** Start TEXT BLOCK **

Plaintiff was unable to access the Activities Building during mealtimes from October 13, 2011 to October 16, 2011, and on October 19, 2011. Dkt. No. 140-10, Adrienne J. Kerwin Decl., Ex. A, Patrick Guillory Dep., dated Sept. 19, 2013, at p. 55. As a result, he could not reach the Sukkah booth on those days; however, he was able to access the Sukkah booth on October 12th, [10] 17th and 18th. See id.; Compl. at ¶¶ 67-68.

Plaintiff states that under Jewish law, he is mandated to eat his food in the Sukkah booth during the Sukkot holiday. Guillory Dep. at p. 99. According to Rabbi Synder, under Jewish law, there are circumstances where one may be excused from eating in the Sukkah booth, but under no circumstance does Jewish law require an inmate to abstain from eating due to his inability to access the Sukkah booth. Synder Decl. at ¶¶ 13-14.

Defendant Daniel Crawford is Gouverneur's Deputy Superintendent of Security. Crawford Decl. at ¶ 1. Plaintiff wrote a letter addressed to Defendants Pirie and Crawford regarding his inability to access to the Sukkah booth. Pirie Decl. at ¶ 14; Crawford Decl. at ¶ 7. In response to Plaintiff's complaint, which was received on October 17, 2011, Defendant Crawford held a meeting with the Watch Commander's Office to ensure that a correctional officer would be available at the Activities Building to accommodate those inmates who expressed interest in having their meals in the Sukkah booth during the Festival of Sukkot. Pirie Decl. at ¶ 15; Crawford Decl. at ¶¶ 8-9. Defendant Crawford is not responsible for assigning correctional officers to their post; that is within the purview of the chart sergeants. Crawford Decl. at ¶ 11.

** End TEXT BLOCK **

## REQUIRED WORK
Return the court passage about the plaintiff's access to the Sukkah booth word for word, in full.

** Start GIVEN DATA **

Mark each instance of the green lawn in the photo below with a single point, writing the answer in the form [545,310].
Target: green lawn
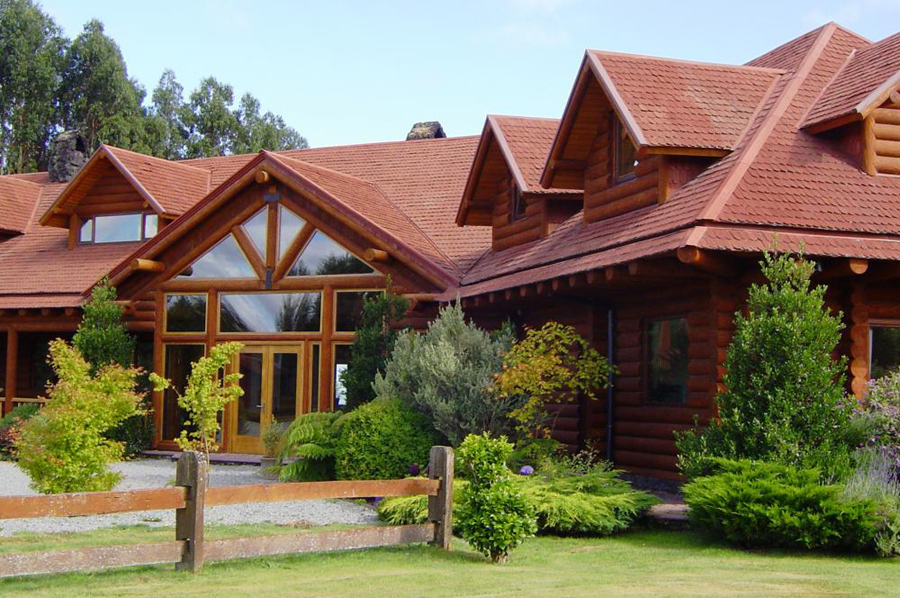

** End GIVEN DATA **

## TASK RESPONSE
Plaintiff was unable to access the Activities Building during mealtimes from October 13, 2011 to October 16, 2011, and on October 19, 2011. Dkt. No. 140-10, Adrienne J. Kerwin Decl., Ex. A, Patrick Guillory Dep., dated Sept. 19, 2013, at p. 55. As a result, he could not reach the Sukkah booth on those days; however, he was able to access the Sukkah booth on October 12th, [10] 17th and 18th. See id.; Compl. at ¶¶ 67-68.

Plaintiff states that under Jewish law, he is mandated to eat his food in the Sukkah booth during the Sukkot holiday. Guillory Dep. at p. 99. According to Rabbi Synder, under Jewish law, there are circumstances where one may be excused from eating in the Sukkah booth, but under no circumstance does Jewish law require an inmate to abstain from eating due to his inability to access the Sukkah booth. Synder Decl. at ¶¶ 13-14.

Defendant Daniel Crawford is Gouverneur's Deputy Superintendent of Security. Crawford Decl. at ¶ 1. Plaintiff wrote a letter addressed to Defendants Pirie and Crawford regarding his inability to access to the Sukkah booth. Pirie Decl. at ¶ 14; Crawford Decl. at ¶ 7. In response to Plaintiff's complaint, which was received on October 17, 2011, Defendant Crawford held a meeting with the Watch Commander's Office to ensure that a correctional officer would be available at the Activities Building to accommodate those inmates who expressed interest in having their meals in the Sukkah booth during the Festival of Sukkot. Pirie Decl. at ¶ 15; Crawford Decl. at ¶¶ 8-9. Defendant Crawford is not responsible for assigning correctional officers to their post; that is within the purview of the chart sergeants. Crawford Decl. at ¶ 11.